Il n'y a rien d'autre. Sauf dans votre histoire que la réalité devrait être comme un éléphant rose. Il n'y a rien d'autre ! Il n'y a que résonance. Vous l'attribuez à ceci, à cela, mais c'est vous qui vivez la résonance. Il n'y a rien d'autre. Vous vous écoutez maintenant, vous sentez la résonance. Ça c'est vous-même, vous l'avez toujours là. C'est quand vous arrêtez de prétendre qu'elle dépend de quoi que ce soit, y compris de vous-même. C'est sur un fil de rasoir. Un millième de millimètre en avant et c'est parti. Mais c'est toujours là… sauf quand vous voulez l'attraper. Parce que là vous vous êtes quitté, vous avez quitté votre intégrité.
- Mais toute personne qui a un plaisir, un bonheur quelconque, a envie de le retenir…
- Il faut rester avec vous, il n'y a que vous. Vous sentez cette avidité, c'est merveilleux ! C'est votre ishta devata, c'est votre porte sur la tranquillité. Cette avidité, ce n'est pas une erreur à rectifier, qui vous empêche. Non ! C'est ça, c'est ici, il n'y a que ça ! Ouvrez-vous à cette avidité, c'est votre cadeau. Mais vous le refusez, parce que vous dites : " je suis avide, ça m'empêche ". Vous êtes avide : c'est ça qui vous amène ici, c'est ça votre porte de sortie. Il faut l'aimer, c'est vous-même. Qu'est-ce qui se passe quand vous aimez cette avidité ?
On ne peut être clair que maintenant
Alors, constamment on dit non. Je ne devrais pas être avide, parce que la spiritualité, la sagesse, c'est de ne pas être avide. On passe sa vie à refuser ce qui nous amène sur l'essentiel, parce qu'on a l'idéologie que la sagesse, elle est là-bas. Non, elle est maintenant : c'est l'avidité. Vous le ressentez, vous êtes ça. Il n'y a pas de but là-dedans ; le fait d'être est son propre but, sa propre joie. Ça ne vous apporte rien. Vous ne devenez pas riche pour ça, vous ne devenez pas sage pour ça ; vous ne devenez rien. Il n'y a rien d'autre, sinon c'est une histoire. Et c'est dans l'instant, c'est que dans l'instant. Ce n'est pas dans l'histoire de devenir clair et de rester clair jusqu'à la fin de sa vie : ça c'est une histoire.

Un bloc de données:
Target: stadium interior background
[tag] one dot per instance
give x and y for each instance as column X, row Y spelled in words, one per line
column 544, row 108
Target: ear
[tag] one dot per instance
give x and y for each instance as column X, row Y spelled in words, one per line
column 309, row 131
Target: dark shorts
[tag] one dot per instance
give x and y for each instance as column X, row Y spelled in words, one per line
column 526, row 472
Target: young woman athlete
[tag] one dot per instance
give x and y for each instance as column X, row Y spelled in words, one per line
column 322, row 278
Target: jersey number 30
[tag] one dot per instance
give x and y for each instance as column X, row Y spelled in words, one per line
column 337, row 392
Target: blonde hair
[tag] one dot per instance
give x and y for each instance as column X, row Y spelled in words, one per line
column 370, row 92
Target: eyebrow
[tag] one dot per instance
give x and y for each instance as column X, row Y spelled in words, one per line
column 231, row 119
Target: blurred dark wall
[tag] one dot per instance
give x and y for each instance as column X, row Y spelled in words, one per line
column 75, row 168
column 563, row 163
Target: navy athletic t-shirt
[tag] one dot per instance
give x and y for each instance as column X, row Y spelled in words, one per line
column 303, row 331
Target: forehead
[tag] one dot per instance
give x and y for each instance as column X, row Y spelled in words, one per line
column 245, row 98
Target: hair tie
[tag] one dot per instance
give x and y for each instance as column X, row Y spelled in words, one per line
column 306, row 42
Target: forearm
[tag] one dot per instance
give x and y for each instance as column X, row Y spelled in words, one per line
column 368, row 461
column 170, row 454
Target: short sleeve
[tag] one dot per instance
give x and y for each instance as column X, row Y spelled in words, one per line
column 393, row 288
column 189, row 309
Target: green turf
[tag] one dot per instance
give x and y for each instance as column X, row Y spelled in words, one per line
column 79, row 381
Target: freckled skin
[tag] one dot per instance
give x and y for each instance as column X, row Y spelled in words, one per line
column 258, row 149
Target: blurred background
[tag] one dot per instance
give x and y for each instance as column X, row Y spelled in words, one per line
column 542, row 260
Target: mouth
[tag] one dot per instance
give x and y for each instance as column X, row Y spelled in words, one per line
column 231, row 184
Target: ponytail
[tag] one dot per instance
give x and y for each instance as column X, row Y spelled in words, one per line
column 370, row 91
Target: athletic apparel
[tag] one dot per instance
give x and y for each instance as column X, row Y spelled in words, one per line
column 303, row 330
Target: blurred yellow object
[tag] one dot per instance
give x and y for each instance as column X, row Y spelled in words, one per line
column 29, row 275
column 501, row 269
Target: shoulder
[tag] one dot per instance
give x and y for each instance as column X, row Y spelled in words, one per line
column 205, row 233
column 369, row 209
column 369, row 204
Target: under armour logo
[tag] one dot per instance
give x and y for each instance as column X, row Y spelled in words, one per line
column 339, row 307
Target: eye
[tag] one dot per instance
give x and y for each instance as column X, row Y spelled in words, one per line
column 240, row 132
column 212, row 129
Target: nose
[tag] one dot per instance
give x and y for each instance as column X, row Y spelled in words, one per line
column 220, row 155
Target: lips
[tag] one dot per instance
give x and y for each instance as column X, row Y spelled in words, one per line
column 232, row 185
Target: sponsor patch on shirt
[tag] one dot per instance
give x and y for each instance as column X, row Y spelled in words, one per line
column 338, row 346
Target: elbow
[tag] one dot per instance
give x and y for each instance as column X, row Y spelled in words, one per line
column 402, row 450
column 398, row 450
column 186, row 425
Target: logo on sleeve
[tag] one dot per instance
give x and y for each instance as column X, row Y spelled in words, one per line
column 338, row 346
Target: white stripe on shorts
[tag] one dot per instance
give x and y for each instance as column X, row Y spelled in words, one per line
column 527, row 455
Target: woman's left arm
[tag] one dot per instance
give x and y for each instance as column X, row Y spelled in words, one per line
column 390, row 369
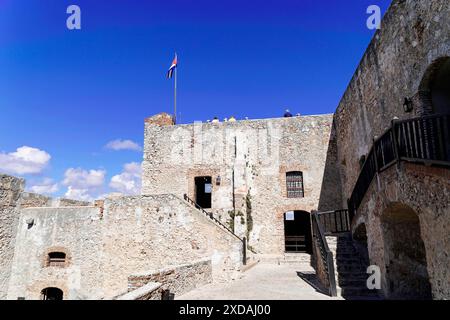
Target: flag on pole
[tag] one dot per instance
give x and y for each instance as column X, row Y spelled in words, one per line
column 172, row 67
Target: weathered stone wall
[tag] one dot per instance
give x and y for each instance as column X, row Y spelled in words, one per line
column 399, row 63
column 251, row 157
column 426, row 191
column 78, row 231
column 177, row 279
column 34, row 200
column 149, row 291
column 132, row 235
column 413, row 35
column 10, row 189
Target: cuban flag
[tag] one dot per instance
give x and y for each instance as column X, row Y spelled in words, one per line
column 172, row 67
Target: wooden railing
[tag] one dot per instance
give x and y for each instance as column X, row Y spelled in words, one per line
column 424, row 140
column 322, row 255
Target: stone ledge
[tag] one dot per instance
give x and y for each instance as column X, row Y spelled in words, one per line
column 146, row 292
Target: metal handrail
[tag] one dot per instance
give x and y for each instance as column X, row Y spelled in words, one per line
column 325, row 254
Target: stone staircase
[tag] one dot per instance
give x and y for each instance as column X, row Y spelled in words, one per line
column 350, row 269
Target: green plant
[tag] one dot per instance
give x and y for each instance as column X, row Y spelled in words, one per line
column 248, row 203
column 232, row 214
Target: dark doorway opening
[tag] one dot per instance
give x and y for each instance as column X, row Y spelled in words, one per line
column 203, row 191
column 360, row 243
column 297, row 231
column 405, row 255
column 52, row 294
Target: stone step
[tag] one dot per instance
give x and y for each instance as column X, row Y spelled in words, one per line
column 288, row 258
column 352, row 282
column 346, row 255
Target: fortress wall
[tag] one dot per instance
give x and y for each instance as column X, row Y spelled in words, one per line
column 10, row 189
column 133, row 235
column 76, row 231
column 413, row 35
column 252, row 158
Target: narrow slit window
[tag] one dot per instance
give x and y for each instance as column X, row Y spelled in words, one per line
column 56, row 259
column 294, row 184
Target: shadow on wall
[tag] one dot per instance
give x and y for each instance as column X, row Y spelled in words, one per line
column 331, row 190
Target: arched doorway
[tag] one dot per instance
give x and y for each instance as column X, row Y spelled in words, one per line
column 405, row 256
column 360, row 242
column 297, row 231
column 434, row 91
column 52, row 293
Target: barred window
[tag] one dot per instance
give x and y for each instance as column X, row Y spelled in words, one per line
column 56, row 259
column 294, row 184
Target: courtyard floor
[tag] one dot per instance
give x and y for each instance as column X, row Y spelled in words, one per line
column 265, row 281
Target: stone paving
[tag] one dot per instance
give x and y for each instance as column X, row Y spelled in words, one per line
column 265, row 281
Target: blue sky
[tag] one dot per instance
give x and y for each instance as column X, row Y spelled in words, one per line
column 66, row 93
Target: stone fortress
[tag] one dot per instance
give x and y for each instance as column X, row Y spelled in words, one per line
column 367, row 185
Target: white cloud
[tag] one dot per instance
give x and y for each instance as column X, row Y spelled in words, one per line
column 129, row 181
column 83, row 184
column 123, row 145
column 80, row 178
column 46, row 186
column 26, row 160
column 78, row 194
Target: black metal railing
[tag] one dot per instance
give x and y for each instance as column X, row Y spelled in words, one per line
column 334, row 222
column 322, row 254
column 424, row 140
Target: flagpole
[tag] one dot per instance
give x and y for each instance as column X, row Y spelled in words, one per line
column 175, row 97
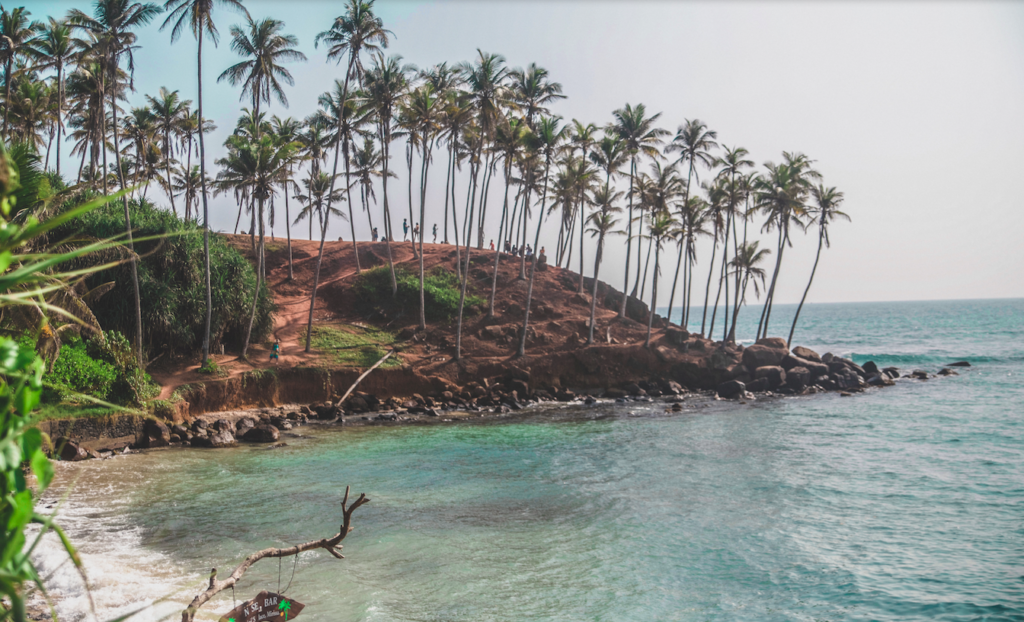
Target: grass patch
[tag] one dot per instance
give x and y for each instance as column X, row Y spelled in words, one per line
column 354, row 346
column 440, row 292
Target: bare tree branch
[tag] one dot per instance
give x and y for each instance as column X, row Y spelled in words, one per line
column 331, row 545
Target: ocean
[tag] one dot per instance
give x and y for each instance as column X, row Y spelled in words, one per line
column 901, row 503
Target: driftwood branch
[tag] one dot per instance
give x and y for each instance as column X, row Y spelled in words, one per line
column 331, row 545
column 361, row 376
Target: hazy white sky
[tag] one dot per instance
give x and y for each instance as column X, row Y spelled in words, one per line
column 914, row 111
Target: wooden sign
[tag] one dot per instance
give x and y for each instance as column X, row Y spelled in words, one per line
column 266, row 607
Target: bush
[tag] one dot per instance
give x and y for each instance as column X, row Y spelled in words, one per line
column 440, row 292
column 171, row 282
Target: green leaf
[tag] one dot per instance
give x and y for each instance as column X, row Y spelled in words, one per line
column 43, row 469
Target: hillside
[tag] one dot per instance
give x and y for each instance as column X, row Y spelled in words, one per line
column 558, row 321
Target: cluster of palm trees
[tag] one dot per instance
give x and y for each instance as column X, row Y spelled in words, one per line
column 482, row 118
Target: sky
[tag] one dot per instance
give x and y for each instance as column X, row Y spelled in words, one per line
column 914, row 111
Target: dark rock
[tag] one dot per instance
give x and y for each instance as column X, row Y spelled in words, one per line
column 155, row 433
column 759, row 385
column 219, row 439
column 774, row 374
column 70, row 451
column 806, row 354
column 262, row 433
column 881, row 379
column 676, row 336
column 774, row 342
column 731, row 388
column 798, row 377
column 762, row 356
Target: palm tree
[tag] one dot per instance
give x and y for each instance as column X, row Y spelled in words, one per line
column 112, row 26
column 260, row 164
column 694, row 141
column 287, row 130
column 826, row 203
column 357, row 31
column 639, row 136
column 264, row 49
column 168, row 111
column 15, row 34
column 52, row 49
column 548, row 136
column 602, row 222
column 782, row 195
column 384, row 85
column 531, row 91
column 509, row 142
column 660, row 227
column 744, row 264
column 732, row 163
column 197, row 15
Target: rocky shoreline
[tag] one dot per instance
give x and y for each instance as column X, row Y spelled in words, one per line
column 766, row 369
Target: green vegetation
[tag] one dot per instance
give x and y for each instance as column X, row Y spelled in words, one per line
column 440, row 291
column 355, row 346
column 171, row 282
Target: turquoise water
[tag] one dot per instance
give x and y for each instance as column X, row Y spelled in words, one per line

• **Tâche courte A**
Répondez à ces questions d'après l'extrait :
(i) À quoi, selon « votre histoire », la réalité devrait-elle ressembler ?
(ii) Quel terme sanskrit l'extrait emploie-t-il pour désigner l'avidité ?
(iii) Selon l'idéologie décrite, où se trouve la sagesse ?
• **Tâche courte B**
Citez fidèlement le passage de l'extrait qui commence par « - Mais toute » et se termine par « cette avidité ? ».
• **Tâche courte C**
Indiquez si chaque affirmation concorde avec l'extrait, en répondant oui ou non et en citant les mots décisifs :
(i) L'avidité y est présentée comme une erreur à rectifier.
(ii) Le fait d'être y est décrit comme son propre but.
(iii) On y affirme que cela rend sage.
Les données forment un matériau à part, distinct de l'extrait.

• **Réponse à la tâche A**
(i) À un éléphant rose.
(ii) Ishta devata.
(iii) Là-bas.

• **Réponse à la tâche B**
- Mais toute personne qui a un plaisir, un bonheur quelconque, a envie de le retenir…
- Il faut rester avec vous, il n'y a que vous. Vous sentez cette avidité, c'est merveilleux ! C'est votre ishta devata, c'est votre porte sur la tranquillité. Cette avidité, ce n'est pas une erreur à rectifier, qui vous empêche. Non ! C'est ça, c'est ici, il n'y a que ça ! Ouvrez-vous à cette avidité, c'est votre cadeau. Mais vous le refusez, parce que vous dites : " je suis avide, ça m'empêche ". Vous êtes avide : c'est ça qui vous amène ici, c'est ça votre porte de sortie. Il faut l'aimer, c'est vous-même. Qu'est-ce qui se passe quand vous aimez cette avidité ?

• **Réponse à la tâche C**
(i) Non : « Cette avidité, ce n'est pas une erreur à rectifier, qui vous empêche. »
(ii) Oui : « le fait d'être est son propre but, sa propre joie ».
(iii) Non : « vous ne devenez pas sage pour ça ».